Provided passage ::
-- Opening Marker --

International Workshop on the Syntax of Predication and Modification 2024

Meeting Dates: 16-17 November, 2024

Venue: Ichigaya Campus, Nihon University, Tokyo, Japan

Keynote Speakers: Marcel den Dikken (Research Centre for Linguistics, Budapest)

  Mamoru Saito (Notre Dame Seishin University)

Predication is a relation between predicates and their subjects, or, more generally, arguments for which they select. Predication plays an important part in natural language syntax. Modification is a device enriching the information conveyed by a constituent, which is carried out by adding an element to that constituent (standardly via adjunction). Both predication and modification come in a wide variety of forms. Attempts to generalize over predication and modification face a number of important questions, e.g., about optionality, the category of the subject and the syntactic mechanism by which predicates and modifiers are related to their ‘significant others’. The division of labor between predication and modification is not always clear-cut: thus, depictive secondary predication and relativization appear to straddle the boundaries between predi­cation and modification. Detailed investigations of the various constructions relevant to predication and modification enhance our understanding of natural-language syntax and its interface with meaning (both semantics and pragmatics).

Research questions to be addressed in the workshop include, but are not limited to:

1. What factors differentiate between predication and modification in syntactic terms?

-- Closing Marker --

Work request 1 ::
Answer these questions using the workshop announcement:
(a) On which campus is the workshop held?
(b) Which keynote speaker is affiliated with Notre Dame Seishin University?
(c) Which two phenomena does the announcement say appear to straddle the boundaries between predication and modification?
Work request 2 :: Quote the workshop announcement word for word, everything from "Venue: Ichigaya Campus, Nihon" down to "Dame Seishin University)".
Work request 3 :: What comes next in the workshop announcement? Continue it from its final line.
The rows below are separate from the workshop announcement.

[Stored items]
-- Opening Marker --

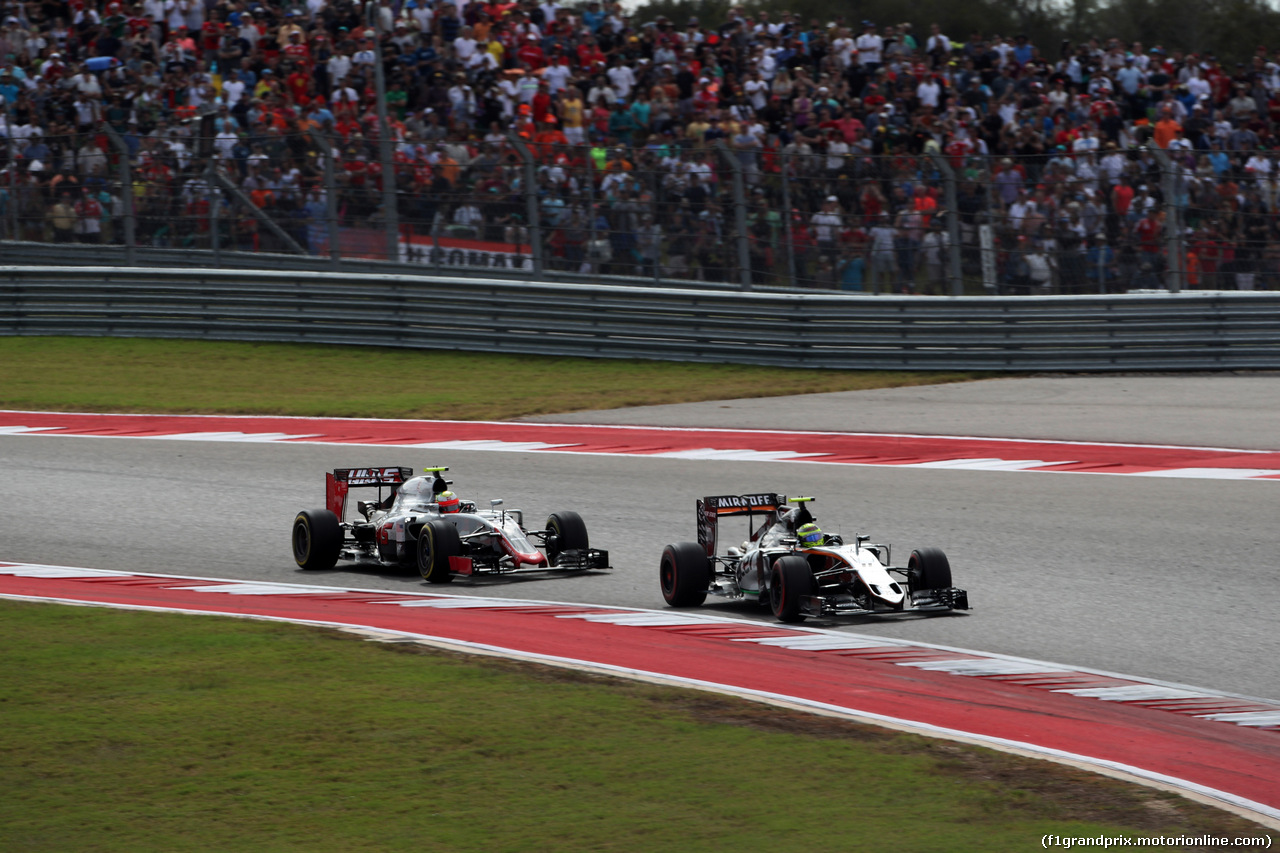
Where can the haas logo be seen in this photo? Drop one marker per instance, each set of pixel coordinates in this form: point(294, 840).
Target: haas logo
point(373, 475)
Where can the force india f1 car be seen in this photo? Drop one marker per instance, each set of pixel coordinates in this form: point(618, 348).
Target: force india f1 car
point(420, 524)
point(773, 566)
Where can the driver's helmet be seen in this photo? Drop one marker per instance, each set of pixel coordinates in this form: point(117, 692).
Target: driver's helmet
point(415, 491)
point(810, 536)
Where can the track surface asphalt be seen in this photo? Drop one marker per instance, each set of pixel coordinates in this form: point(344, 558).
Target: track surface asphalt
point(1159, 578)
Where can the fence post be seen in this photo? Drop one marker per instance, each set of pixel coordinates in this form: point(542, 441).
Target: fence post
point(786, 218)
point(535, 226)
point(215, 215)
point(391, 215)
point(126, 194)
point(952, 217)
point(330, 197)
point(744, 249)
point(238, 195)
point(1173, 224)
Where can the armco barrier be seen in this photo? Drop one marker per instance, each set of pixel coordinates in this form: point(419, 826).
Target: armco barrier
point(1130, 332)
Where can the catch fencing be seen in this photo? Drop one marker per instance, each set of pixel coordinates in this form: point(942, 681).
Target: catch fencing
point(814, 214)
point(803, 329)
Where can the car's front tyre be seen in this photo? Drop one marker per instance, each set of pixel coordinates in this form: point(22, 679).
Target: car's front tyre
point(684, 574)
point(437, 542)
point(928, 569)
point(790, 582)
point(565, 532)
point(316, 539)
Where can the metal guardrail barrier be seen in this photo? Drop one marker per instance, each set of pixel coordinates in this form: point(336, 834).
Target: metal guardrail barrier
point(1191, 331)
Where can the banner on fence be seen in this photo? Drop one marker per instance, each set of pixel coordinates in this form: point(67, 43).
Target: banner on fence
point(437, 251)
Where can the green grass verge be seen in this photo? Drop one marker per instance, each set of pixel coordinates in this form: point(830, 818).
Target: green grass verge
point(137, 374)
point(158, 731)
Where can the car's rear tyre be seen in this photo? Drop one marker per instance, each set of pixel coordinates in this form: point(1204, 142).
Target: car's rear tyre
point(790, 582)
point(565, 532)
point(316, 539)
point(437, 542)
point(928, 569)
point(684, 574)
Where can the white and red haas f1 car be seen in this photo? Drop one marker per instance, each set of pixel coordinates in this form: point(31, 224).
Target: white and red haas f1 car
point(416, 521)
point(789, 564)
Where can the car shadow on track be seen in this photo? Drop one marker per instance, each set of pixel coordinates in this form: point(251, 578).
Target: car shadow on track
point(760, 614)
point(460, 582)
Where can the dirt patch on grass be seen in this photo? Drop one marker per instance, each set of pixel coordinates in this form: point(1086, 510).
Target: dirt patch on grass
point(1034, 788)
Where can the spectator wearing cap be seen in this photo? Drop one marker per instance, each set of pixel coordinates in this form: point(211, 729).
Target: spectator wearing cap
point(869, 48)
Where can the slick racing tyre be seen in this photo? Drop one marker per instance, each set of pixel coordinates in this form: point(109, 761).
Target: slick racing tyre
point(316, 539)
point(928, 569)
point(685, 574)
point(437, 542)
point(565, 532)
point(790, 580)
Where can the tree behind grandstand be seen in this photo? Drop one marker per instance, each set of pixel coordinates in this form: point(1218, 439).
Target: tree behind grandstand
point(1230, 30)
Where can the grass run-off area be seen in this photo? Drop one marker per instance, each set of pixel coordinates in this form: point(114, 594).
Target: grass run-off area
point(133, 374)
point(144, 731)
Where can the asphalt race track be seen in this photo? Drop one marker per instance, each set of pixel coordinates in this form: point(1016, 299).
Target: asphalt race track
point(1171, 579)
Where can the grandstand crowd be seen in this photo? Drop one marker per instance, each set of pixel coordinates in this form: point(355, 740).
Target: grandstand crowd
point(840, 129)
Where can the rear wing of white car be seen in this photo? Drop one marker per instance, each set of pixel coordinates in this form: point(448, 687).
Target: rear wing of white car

-- Closing Marker --

Result 1 ::
(a) Ichigaya Campus, Nihon University, Tokyo, Japan
(b) Mamoru Saito
(c) Depictive secondary predication and relativization

Result 2 ::
Venue: Ichigaya Campus, Nihon University, Tokyo, Japan

Keynote Speakers: Marcel den Dikken (Research Centre for Linguistics, Budapest)

  Mamoru Saito (Notre Dame Seishin University)

Result 3 ::
2. Is it possible to reduce the distinction between predication and modification to some syntactically definable notions, such as complementation, specification, adjunction, dedicated (lexical/functional) heads?

    3. Are there dedicated syntactic structures for predication and modification, and if so, what are they rooted in?

    4. Do the syntactic structures assigned to predication and modification vary cross-linguistically, and if so, what underlies the variations?

5. Are there any diachronic data that tell us whether, and if so, how the syntax of predication and modification has evolved over time?

6. Are there any syntactic constructions that can be ambiguous between predication and modification, and if so, what underlies this ambiguity and how can it be diagnosed?

7. Are there distinct structural relations involved in modification, and if so, what determines their distribution and how can it be diagnosed?

This workshop will foster fruitful dialogue between researchers through analyses of a selection of construction types involving predication and modification, from a wide range of languages and analytical perspectives.